Data items
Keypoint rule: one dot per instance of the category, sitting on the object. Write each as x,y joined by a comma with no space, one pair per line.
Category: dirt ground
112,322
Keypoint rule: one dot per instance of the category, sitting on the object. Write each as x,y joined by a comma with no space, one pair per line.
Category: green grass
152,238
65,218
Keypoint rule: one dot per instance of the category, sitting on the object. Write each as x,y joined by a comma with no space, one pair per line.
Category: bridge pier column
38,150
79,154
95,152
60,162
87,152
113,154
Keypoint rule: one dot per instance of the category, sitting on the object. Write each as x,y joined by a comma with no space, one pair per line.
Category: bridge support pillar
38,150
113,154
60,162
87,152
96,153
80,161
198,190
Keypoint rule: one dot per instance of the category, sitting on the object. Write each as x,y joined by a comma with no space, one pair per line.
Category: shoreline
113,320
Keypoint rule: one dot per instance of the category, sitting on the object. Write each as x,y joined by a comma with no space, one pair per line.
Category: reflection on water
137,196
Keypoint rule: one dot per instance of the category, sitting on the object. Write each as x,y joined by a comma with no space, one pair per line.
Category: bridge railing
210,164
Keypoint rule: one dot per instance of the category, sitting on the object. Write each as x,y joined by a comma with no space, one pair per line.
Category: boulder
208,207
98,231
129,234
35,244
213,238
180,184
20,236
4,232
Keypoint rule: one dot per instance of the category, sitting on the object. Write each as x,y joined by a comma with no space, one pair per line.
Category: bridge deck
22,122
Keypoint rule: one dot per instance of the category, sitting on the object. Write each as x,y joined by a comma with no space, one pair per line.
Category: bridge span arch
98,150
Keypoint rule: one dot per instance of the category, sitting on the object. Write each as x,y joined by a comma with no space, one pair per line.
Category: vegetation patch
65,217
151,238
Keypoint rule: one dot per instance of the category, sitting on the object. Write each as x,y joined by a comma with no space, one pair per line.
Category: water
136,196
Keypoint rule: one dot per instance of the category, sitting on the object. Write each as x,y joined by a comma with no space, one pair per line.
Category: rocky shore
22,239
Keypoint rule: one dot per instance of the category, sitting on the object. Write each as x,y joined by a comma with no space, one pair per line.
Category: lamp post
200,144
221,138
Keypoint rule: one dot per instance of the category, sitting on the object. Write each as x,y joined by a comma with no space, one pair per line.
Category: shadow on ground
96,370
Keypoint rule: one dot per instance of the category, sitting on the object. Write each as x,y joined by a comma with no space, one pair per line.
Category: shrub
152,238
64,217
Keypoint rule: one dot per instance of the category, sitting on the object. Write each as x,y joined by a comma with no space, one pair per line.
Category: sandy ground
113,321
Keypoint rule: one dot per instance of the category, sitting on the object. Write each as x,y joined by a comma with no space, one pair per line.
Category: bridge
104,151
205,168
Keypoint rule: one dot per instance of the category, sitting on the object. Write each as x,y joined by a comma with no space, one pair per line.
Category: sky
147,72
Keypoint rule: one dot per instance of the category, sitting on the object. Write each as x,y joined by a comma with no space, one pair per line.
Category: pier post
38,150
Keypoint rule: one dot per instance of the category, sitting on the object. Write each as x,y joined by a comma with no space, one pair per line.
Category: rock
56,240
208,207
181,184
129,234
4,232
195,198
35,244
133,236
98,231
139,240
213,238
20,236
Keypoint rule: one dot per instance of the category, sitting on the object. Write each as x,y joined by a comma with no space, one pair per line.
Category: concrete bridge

• [Task]:
Output only the lines from the one that contains "Category: pier post" through the final line of the records, exactly as given.

• [Exercise result]:
Category: pier post
38,150
Keypoint rule: one dot per instance of the category, sitting on the object. Write each as x,y joined by a comma with no space, one pair per line.
Category: rock
56,240
208,207
181,184
129,234
4,232
195,198
35,244
133,236
98,231
139,240
213,238
20,236
Keypoint rule: one dot per instance of the category, sitting on the object. Write each as x,y joined by a comma with no space, one pair per line.
Category: concrete bridge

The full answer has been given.